-------- Raw data
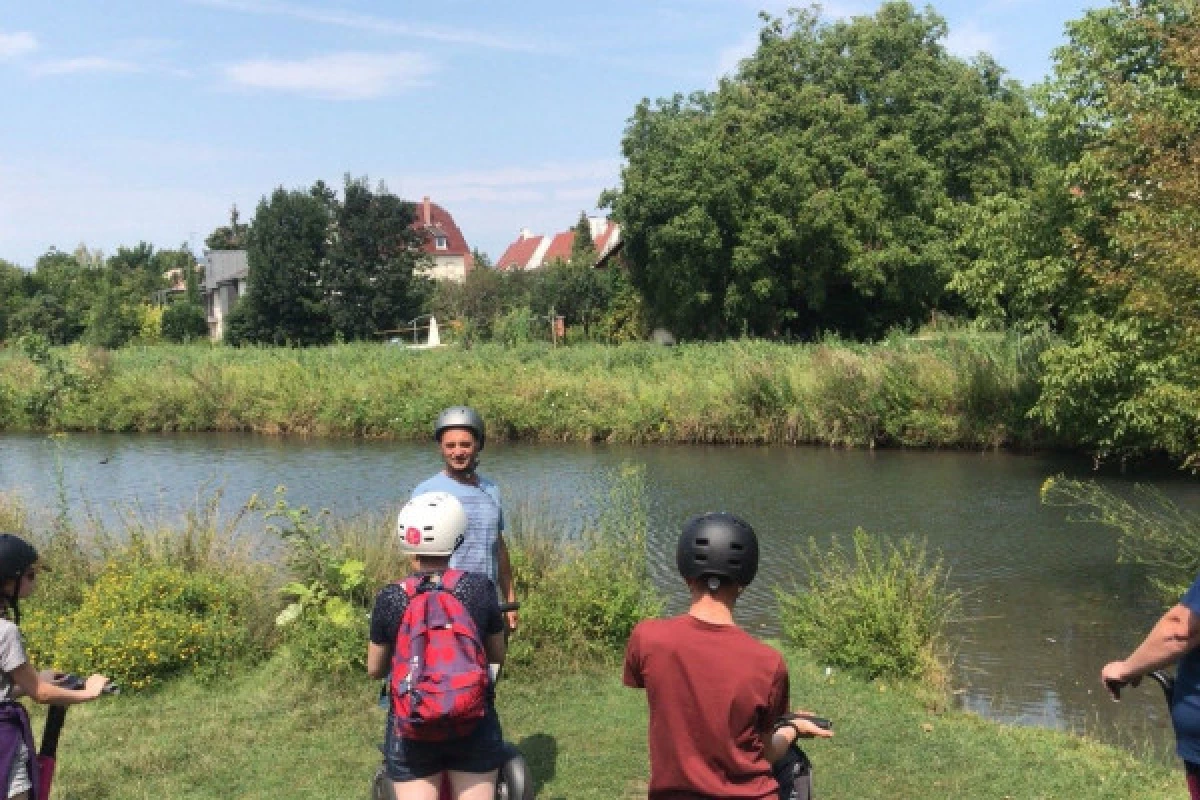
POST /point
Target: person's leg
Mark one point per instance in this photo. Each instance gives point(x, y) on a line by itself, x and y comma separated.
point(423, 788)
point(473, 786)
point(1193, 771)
----------------
-------- Raw data
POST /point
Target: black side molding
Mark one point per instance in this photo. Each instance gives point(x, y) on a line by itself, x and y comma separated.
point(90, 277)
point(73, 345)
----------------
Task prompt
Extract every line in the items above that contains the string "point". Treat case as significant.

Correct output
POST /point
Mark one point per instance in this photo. Each instance gives point(x, y) on a line by itself, x and y comma separated.
point(423, 788)
point(473, 786)
point(1193, 771)
POST /point
Mark one point per instance in this photo. Each instance gives point(x, y) on a line by itself, x and y comma separated.
point(90, 277)
point(73, 345)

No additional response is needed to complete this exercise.